- Opening Delimiter -

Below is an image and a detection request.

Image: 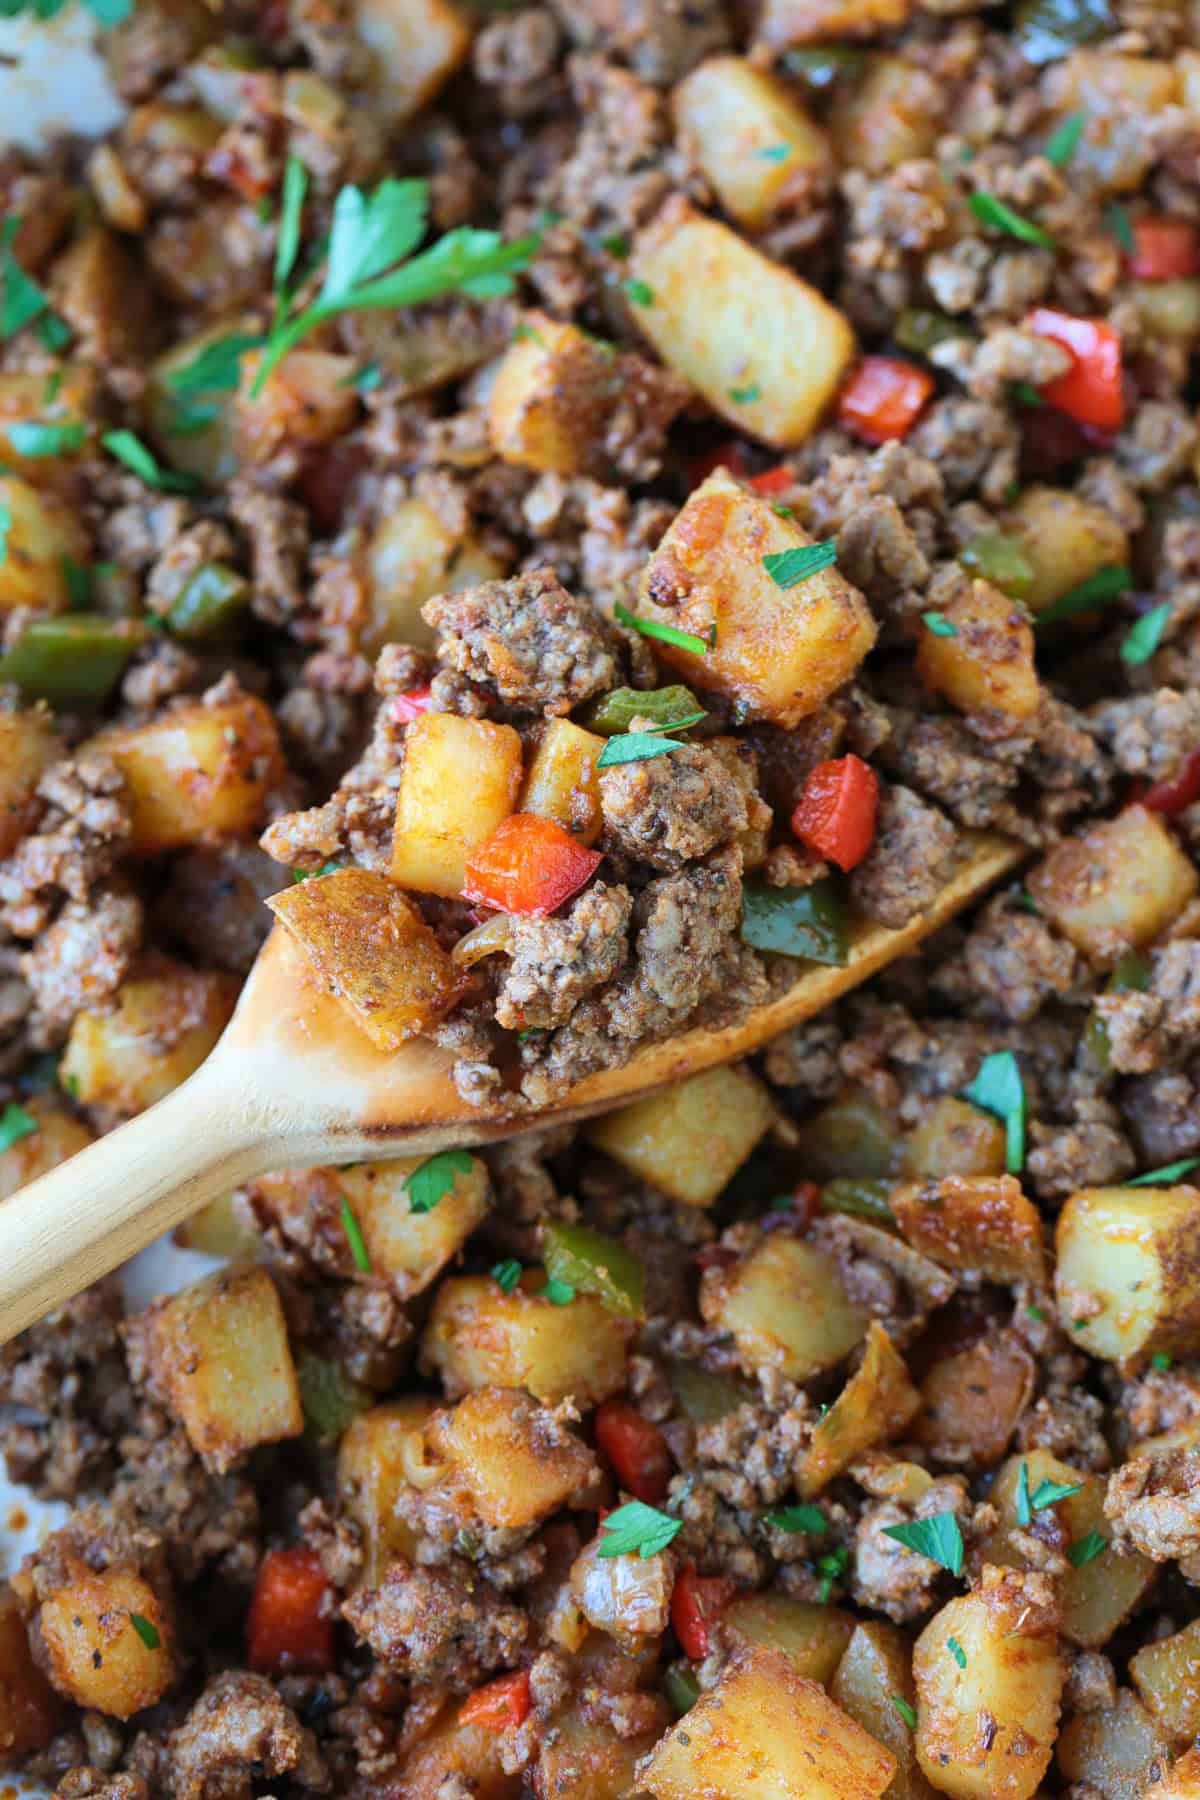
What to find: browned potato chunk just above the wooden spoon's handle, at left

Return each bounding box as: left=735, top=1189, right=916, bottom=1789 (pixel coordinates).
left=59, top=956, right=237, bottom=1114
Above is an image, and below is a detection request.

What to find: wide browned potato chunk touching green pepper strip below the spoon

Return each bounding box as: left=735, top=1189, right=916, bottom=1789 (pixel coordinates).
left=421, top=1274, right=633, bottom=1406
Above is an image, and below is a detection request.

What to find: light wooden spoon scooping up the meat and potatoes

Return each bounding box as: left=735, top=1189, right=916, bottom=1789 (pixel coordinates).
left=0, top=833, right=1025, bottom=1343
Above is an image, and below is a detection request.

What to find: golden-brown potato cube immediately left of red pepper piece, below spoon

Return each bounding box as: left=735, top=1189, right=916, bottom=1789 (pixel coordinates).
left=425, top=1388, right=597, bottom=1526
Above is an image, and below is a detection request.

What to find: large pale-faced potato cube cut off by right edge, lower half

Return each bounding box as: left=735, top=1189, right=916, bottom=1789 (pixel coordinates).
left=1054, top=1188, right=1200, bottom=1363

- Closing Delimiter -

*Exercise instructions*.
Reproduce the listing above exactly, but skip the pictures.

*Response box*.
Below is an image and a detection request.

Image: 
What to find: browned potato chunk just above the wooden spoon's handle, at left

Return each bounding box as: left=735, top=1189, right=916, bottom=1789 (pixel coordinates).
left=59, top=956, right=237, bottom=1114
Above is an image, and below is a detection request.

What to find: wide browned potato chunk touching green pepper strip below the spoon

Return each bounding box as: left=735, top=1189, right=916, bottom=1789 (pixel coordinates).
left=421, top=1274, right=633, bottom=1406
Above is an image, and below is a detection request.

What to find: light wooden spoon scooping up the meat and potatoes

Return each bounding box as: left=735, top=1189, right=916, bottom=1789 (pixel coordinates).
left=0, top=833, right=1025, bottom=1343
Above is an image, and below is a detection request.

What to find: golden-brown potato cube immediately left of red pepper piece, below spoon

Return each bounding box as: left=735, top=1189, right=916, bottom=1789 (pixel coordinates).
left=425, top=1388, right=597, bottom=1526
Above is an image, and below is a detection request.

What to find: large pale-faced potato cube cut off by right edge, lower half

Return each bounding box as: left=735, top=1189, right=916, bottom=1789 (pixel coordinates).
left=1054, top=1188, right=1200, bottom=1363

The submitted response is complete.